Es kann nicht länger verheimlicht werden, was offenkundig zu Tage tritt: die Bundesrepublik Deutschland ist auf dem Weg vom Normenstaat in den Maßnahmenstaat. Das hatten wir hierzulande schon einmal. Und zwar 1933 bis 1945. Damals hieß es auch, es sei zum besten der Allgemeinheit. Ich kann einfach nicht fassen, was aus diesem Land geworden ist.
https://www.welt.de/politik/article867256/Polizei_richtet_Gefangenensammelstellen_ein.html
Mai 12th, 2007 at 00:17
“Wirkungslos sind sie [die G8-Treffen]aber nicht: welche politische Tournee kann von sich schon behaupten, ihren eigenen Mob erschaffen zu haben[...]”
Du erinnerst Dich – das waren Deine Worte im Januar, als wir noch lax darüber spekulierten, wie sich ein Protest gegen den G8-Gipfel wohl gestalten würde. Inzwischen hat uns die Entwicklung überrollt. Genauso erschütternd wie die “Sicherheitspolitik” ist deren Wahrnehmung in den Medien, vor allem beim “Spiegel”. Der Mohr labert dort aktuell einen Schmarrn über Linksradikale und hat genau einen Satz für die krude Realität übrig: “Der Rest vom Protest sind gute Argumente im politischen Streit.”

....

*AUFGABENSTELLUNG*:
Welchen Zeitraum nennt der vorgegebene Text für die Zeit, in der man „hierzulande schon einmal“ den Maßnahmenstaat hatte?

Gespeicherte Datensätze
....

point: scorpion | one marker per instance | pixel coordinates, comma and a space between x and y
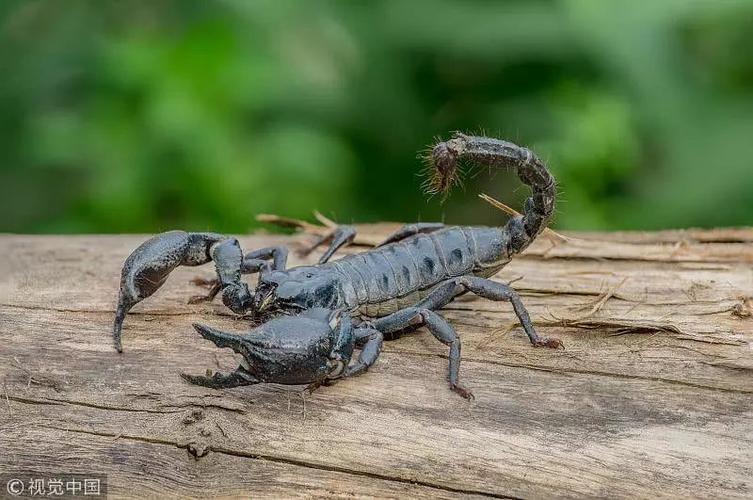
318, 315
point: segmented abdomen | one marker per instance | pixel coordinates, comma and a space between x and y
386, 279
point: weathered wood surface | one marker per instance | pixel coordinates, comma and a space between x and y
652, 397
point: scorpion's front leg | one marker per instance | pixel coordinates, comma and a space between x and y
238, 378
339, 237
253, 262
438, 326
488, 289
148, 267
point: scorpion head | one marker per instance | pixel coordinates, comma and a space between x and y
237, 297
297, 289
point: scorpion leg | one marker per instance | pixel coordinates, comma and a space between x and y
488, 289
253, 262
239, 377
339, 237
148, 267
438, 326
369, 341
409, 230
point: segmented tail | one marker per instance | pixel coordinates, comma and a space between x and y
447, 157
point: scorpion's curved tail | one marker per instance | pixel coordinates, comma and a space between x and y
445, 160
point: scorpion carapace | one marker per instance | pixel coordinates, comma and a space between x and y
394, 287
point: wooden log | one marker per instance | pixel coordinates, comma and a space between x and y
653, 396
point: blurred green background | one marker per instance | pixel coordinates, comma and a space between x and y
141, 116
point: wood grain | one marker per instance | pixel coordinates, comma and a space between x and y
653, 396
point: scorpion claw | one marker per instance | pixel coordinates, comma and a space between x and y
465, 393
198, 281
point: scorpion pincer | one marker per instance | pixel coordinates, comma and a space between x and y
396, 286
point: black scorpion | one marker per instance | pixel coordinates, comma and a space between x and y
396, 286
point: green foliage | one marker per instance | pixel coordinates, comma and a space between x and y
139, 116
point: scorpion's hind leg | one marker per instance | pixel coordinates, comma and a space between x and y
339, 237
439, 327
370, 342
409, 230
238, 378
148, 267
492, 290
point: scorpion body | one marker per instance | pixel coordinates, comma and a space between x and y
396, 286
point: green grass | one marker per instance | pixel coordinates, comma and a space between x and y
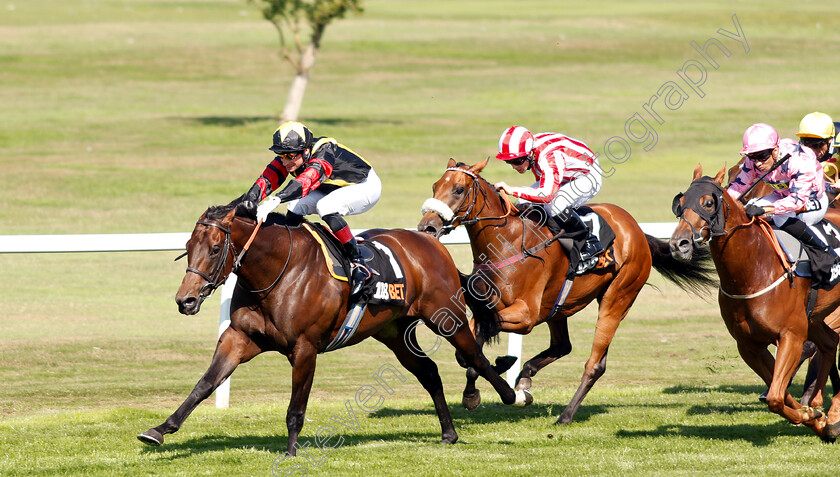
129, 116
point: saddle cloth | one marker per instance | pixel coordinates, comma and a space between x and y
797, 255
600, 228
386, 286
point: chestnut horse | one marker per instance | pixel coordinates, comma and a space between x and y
526, 286
287, 301
760, 302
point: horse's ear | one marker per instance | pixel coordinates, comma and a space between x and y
480, 166
720, 174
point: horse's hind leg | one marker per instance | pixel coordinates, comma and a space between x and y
613, 307
232, 349
560, 346
425, 370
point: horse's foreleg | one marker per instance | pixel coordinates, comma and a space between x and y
472, 396
233, 348
560, 346
302, 359
426, 371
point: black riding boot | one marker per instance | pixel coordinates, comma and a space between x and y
575, 229
359, 270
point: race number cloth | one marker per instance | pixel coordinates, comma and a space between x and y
386, 286
809, 263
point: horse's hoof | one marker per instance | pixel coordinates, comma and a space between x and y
523, 384
151, 437
471, 401
523, 398
832, 431
503, 363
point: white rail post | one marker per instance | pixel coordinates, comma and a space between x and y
223, 391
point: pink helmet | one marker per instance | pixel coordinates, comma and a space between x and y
515, 142
759, 137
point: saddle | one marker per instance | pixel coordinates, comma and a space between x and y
386, 286
807, 264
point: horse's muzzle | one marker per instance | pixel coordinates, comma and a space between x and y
189, 305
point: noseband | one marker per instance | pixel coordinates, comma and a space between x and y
715, 220
216, 278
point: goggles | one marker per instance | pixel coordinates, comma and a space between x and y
760, 156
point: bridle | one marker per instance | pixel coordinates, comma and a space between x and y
473, 191
217, 277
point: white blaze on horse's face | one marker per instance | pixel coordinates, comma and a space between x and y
438, 207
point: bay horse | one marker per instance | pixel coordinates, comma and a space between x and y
761, 303
287, 301
763, 189
526, 286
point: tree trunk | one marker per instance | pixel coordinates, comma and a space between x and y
295, 99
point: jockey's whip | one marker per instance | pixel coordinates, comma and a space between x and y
777, 164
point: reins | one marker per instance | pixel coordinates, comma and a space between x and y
475, 187
218, 277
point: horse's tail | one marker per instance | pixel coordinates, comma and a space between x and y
696, 276
487, 324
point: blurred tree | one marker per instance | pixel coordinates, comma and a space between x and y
287, 15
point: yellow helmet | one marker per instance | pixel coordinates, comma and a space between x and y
816, 124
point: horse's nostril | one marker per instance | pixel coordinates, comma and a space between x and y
186, 303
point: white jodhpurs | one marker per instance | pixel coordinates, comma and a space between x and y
351, 199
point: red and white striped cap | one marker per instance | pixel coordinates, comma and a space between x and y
515, 142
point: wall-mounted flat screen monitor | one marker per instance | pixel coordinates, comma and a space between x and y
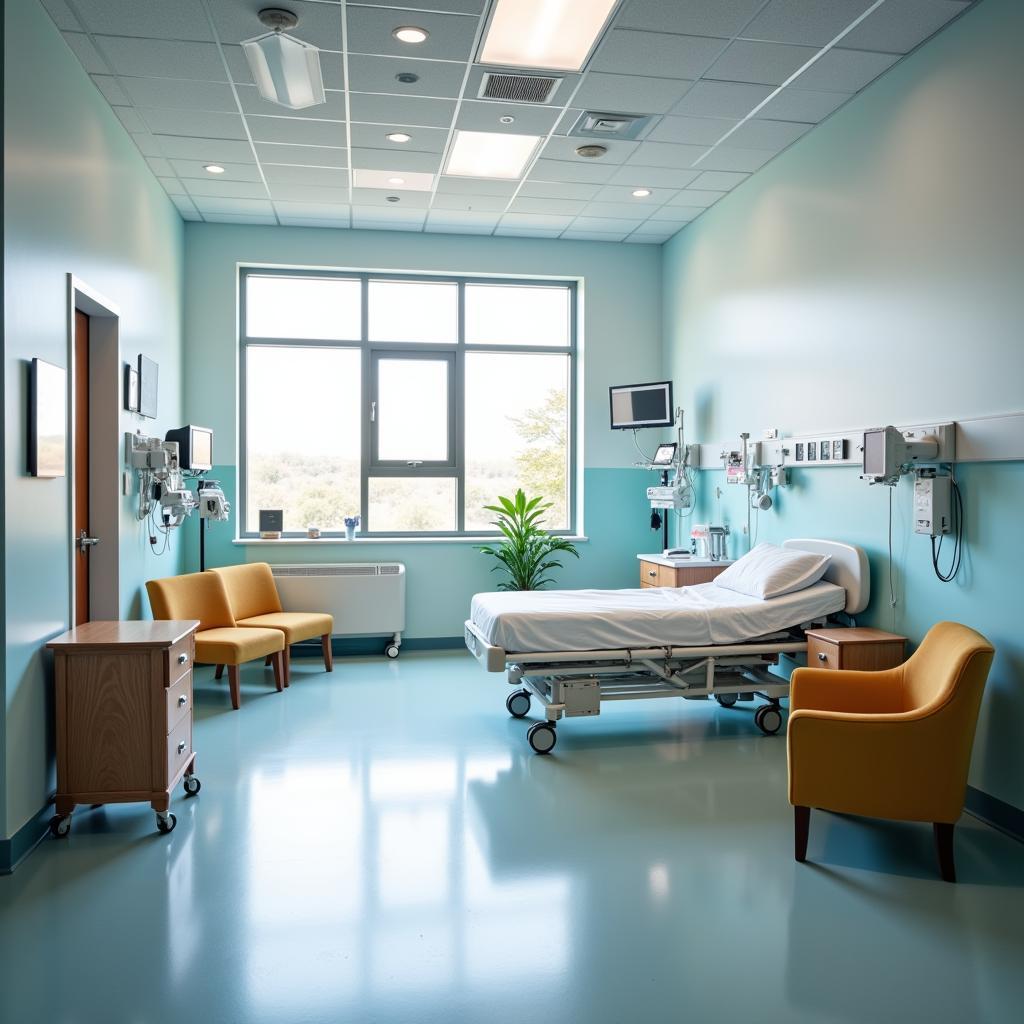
636, 406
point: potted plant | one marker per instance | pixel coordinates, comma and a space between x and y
525, 554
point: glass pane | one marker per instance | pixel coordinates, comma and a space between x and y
413, 410
413, 310
327, 308
517, 314
403, 504
302, 435
517, 432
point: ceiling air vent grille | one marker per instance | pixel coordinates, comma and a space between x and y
518, 88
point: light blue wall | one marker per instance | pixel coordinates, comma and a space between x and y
78, 198
622, 342
872, 274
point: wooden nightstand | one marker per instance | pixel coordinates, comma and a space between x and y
858, 647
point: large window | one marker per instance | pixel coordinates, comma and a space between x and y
410, 401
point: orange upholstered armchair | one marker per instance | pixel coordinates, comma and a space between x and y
256, 604
890, 744
218, 640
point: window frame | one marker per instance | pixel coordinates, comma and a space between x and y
371, 353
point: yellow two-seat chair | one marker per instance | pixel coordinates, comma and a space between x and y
890, 744
219, 640
256, 604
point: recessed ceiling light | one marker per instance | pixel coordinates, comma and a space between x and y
489, 155
410, 34
557, 35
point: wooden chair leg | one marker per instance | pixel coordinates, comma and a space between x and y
233, 683
801, 829
944, 850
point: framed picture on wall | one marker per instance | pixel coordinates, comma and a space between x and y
47, 419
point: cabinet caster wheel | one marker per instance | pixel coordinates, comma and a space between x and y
59, 826
166, 821
542, 737
518, 704
768, 719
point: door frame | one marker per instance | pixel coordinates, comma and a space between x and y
104, 448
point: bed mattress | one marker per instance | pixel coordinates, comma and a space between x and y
546, 621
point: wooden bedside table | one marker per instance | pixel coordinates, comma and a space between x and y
857, 647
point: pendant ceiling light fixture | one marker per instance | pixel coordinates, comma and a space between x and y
286, 70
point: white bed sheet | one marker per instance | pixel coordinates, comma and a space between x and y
652, 616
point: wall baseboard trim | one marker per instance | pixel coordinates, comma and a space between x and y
995, 812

....

*ERGEBNIS DER AUFGABE*:
1933 bis 1945.